Едва Хрущев вошел в зал, как началось заседание. Он еще не успел толком сообразить, в чем дело, когда услышал обвинительную речь Суслова. Позднее А. Микоян, объясняя причины снятия Хрущева, говорил, что „раздражимость, нетерпимость к критике — эти черты не нравились даже тем товарищам, которых он выдвинул на руководящую работу”. О главных причинах Микоян, конечно, умолчал.

Суть дела заключаясь в том, что партаппарат испугался экспериментов Хрущева. Многие из них были явно неудачны, но сам факт того, что генсек экспериментировал, был чреват опасностью. В какой-то момент его новаторство могло завершиться удачей и вызвать непредсказуемые последствия. Хотя он правил в привычной для них диктаторской манере, восстановив и столь чтимый ими культ личности, на сей раз свой, несмотря на то, что прекратил массовый террор против членов партии, т. е. против „тех, кто был внутри системы”, его попытки привнести некоторые элементы демократизации партийной жизни вызывали серьезное беспокойство партийных вельмож. Они совершенно справедливо усматривали в этом посягательство не только на их права, но и на саму идею ленинской партии, которой противопоказан всякий демократизм.
· · ·
● **ЗАДАНИЕ**
Продолжите текст о снятии Хрущёва, начав сразу после его последнего предложения. Строки никак не связаны с текстом о снятии Хрущёва.
· · ·
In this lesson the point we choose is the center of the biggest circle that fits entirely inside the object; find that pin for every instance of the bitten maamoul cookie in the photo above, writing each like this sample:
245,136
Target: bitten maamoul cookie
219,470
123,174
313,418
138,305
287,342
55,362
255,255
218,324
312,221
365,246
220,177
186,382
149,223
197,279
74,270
· · ·
● **ОТВЕТ**
Также антиленинской была и его идея общенародного государства, подрывавшая монополию партии. В то время партия еще только подводила страну к краю катастрофы. О том, к чему приведет ее „направляющая и руководящая роль” в ближайшие десятилетия еще не предполагали. И потому разговоры о каком-либо ограничении ее монополии власти казались крамольными. Об этом заговорили лишь тогда, когда катастрофа стала очевидной.

Однако, несмотря на все попытки демократизации, система изменений не претерпела. По-прежнему власть принадлежала партийной номенклатуре, „мрачной, анонимной силе... легко разделавшейся” с Хрущевым, „силе, от которой не ожидают ничего хорошего, господствующему в партии и являющемуся господствующим классом в советском обществе” слою партийных чиновников. На службе номенклатуры оставались, как и раньше, аппарат КГБ, милиция и армия. Без них она бы не сумела править и не смогла бы удержаться у власти. Все это означало, что хотя массовый террор и прекращен, но все необходимое для запуска его на месте, и в любой момент он может быть возобновлен диктатором, более склонным к нему, чем только что сброшенный Хрущев.

* Узнав о том, что произошло в Кремле, Черненко, как рассказывают, буквально выпрыгнул из кабинета. Увидев, как радостно сияет его лицо, как гордо расправились плечи, Анна поняла, что больше беспокоиться не о чем, чемоданы укладывать и съезжать с квартиры, к которой она уже успела привыкнуть, не придется.

— Теперь можно и отобедать, — потирая руки, сказал Черненко. — И чарочку принять по такому случаю... *

К вечеру „Известия” вышли с сообщением о том, что Хрущев по собственной просьбе в связи с состоянием здоровья освобожден от всех занимаемых им постов. Стоявшая рядом у газетного стенда на Тверском бульваре старушка, прочитав сообщение, ни к кому не обращаясь, а как бы размышляя вслух, сказала: „Поездил царь Никита — и на покой”.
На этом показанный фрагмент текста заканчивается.